#### What you need to do
Go through the records and give each one again exactly.

[Items from a data source]
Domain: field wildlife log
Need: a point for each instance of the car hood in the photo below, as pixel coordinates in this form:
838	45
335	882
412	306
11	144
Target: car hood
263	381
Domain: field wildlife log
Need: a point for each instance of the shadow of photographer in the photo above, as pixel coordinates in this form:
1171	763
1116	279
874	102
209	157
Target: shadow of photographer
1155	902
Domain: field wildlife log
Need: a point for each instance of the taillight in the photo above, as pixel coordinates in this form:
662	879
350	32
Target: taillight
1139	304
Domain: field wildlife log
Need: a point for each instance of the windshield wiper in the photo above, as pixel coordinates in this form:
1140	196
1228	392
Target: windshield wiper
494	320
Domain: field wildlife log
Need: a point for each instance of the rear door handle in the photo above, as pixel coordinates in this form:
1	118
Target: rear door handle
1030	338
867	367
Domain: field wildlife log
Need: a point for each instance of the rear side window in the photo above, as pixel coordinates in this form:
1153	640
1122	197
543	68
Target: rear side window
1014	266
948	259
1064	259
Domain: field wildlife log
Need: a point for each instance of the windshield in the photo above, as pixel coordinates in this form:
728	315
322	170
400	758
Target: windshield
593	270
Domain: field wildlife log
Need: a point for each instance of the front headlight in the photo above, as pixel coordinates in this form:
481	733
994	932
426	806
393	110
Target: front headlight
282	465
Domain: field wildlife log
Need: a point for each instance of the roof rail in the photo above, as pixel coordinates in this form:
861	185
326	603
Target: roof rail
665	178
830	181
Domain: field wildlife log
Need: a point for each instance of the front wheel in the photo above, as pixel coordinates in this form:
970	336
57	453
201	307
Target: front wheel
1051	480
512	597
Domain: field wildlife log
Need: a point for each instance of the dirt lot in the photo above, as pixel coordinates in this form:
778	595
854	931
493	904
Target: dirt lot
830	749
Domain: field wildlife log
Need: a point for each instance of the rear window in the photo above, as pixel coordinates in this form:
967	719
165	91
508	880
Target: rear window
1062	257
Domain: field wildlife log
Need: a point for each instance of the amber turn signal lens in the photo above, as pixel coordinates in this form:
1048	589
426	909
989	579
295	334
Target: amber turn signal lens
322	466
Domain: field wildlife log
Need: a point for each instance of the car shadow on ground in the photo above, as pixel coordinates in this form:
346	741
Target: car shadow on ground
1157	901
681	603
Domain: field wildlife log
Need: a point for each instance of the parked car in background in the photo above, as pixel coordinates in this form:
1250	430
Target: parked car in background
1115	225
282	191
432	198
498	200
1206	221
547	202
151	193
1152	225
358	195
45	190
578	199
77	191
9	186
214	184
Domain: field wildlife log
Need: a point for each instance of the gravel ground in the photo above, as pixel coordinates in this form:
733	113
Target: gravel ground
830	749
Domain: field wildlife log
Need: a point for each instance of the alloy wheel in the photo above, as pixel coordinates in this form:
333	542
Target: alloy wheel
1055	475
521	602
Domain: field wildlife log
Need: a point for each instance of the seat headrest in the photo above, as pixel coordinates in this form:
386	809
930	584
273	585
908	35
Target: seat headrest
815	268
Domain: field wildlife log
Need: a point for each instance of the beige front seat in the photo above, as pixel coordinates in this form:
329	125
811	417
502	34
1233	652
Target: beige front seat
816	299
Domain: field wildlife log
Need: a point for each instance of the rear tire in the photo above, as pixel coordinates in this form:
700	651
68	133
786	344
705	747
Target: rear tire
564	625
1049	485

#### Expected answer
Domain: field wildlife log
Need: a point for each instance of the car hood in the photo below, as pixel coordinates in this form:
838	45
335	882
412	306
11	144
Target: car hood
263	381
Domain: field wildlife log
Need: a point for each instance of the shadow of photographer in the photo above, as pixel coordinates in this form:
1171	763
1116	279
874	102
209	157
Target: shadow of photographer
1155	902
Domain: field wildlife log
Need: a point for each instance of the taillight in the photo above, as pixel coordinates in this form:
662	879
350	32
Target: taillight
1139	304
Domain: field wildlife log
Need: a point for each instance of the windshield wiper in the photo above, as pixel coordinates in this form:
1140	196
1228	392
Target: windshield wiper
494	320
Domain: field wildlife log
Need: a point for each instance of the rear door handle in the photo above, as pixel coordinates in this form:
1	118
Target: rear door handle
1030	338
867	367
Domain: field wildlife log
Need: a point for each instance of the rear side window in the photo above, as pixel coordinates in this form:
1153	640
1122	197
543	68
Target: rear side window
1014	266
948	259
1064	259
Domain: field wildlife log
Need: a point for each instance of the windshield in the photo above, as pixel coordinates in this form:
728	315
322	170
400	758
Target: windshield
593	270
Domain: field wildlife log
Need: a point for each instance of the front headlight in the photo above, as pixel coordinates in this form:
481	733
994	932
426	806
393	110
Target: front headlight
282	465
Domain: field wildlife log
Need: a point for each instance of the roof rail in the photo above, as pixel coordinates in this form:
861	185
326	603
Target: roof rail
665	178
830	181
Domain: field wildlife log
Need: a point for each instance of the front wheel in the photo above, as pixel coordinates in this form:
970	336
57	453
201	307
Target: front wheel
1051	480
512	597
Domain: field wildlife log
Need: a point for each instance of the dirt lot in the photo above, as pixel coordinates in this form:
778	595
854	931
493	904
Target: dirt lot
830	749
Domain: field wildlife log
Need: a point for each instance of the rear window in the photo above, as pixel coordinates in this form:
967	719
165	91
508	880
Target: rear window
1062	257
Domain: field wildlife log
Need: a point for each instance of the amber turn signal lens in the photo above, as pixel coordinates in this form:
1048	589
426	909
989	579
295	334
Target: amber turn signal lens
322	466
Domain: field wildlife log
Need: a point for each instance of the car shadow on ground in the photo above, as pixel coordinates in this form:
346	741
Target: car shadow on ground
1157	901
681	603
Domain: field wildlife log
Need: a point for each instance of the parked car in background in the photo above, as pixel coordinates in this form:
1250	430
Target: parked car in background
1115	225
282	191
432	198
498	200
1206	221
547	202
151	193
1152	225
358	195
45	190
578	199
77	191
9	186
214	184
Domain: field wildlife log
Need: a point for each instance of the gravel ground in the photo above, as pixel coordinates in this form:
733	113
Target: gravel ground
830	749
Domain: field wildlife log
Need: a point for each instance of the alloy wheel in the photo above, as pixel coordinates in this form:
333	542
Target: alloy wheel
1055	475
521	602
Domain: field wildlife log
Need: a point for each instance of the seat headrest in the photo above, as pixel coordinates in this form:
386	809
930	584
273	585
908	35
Target: seat headrest
815	268
Domain: field wildlife log
Need: a point for each instance of the beige front seat in the photo above, as pixel coordinates in this form:
329	125
811	417
502	34
1233	652
Target: beige front seat
816	299
Domain: field wildlife log
Need: a point for each instance of the rear tire in the photo above, as pixel coordinates in this form:
700	651
68	133
786	344
705	747
Target: rear tire
564	625
1049	485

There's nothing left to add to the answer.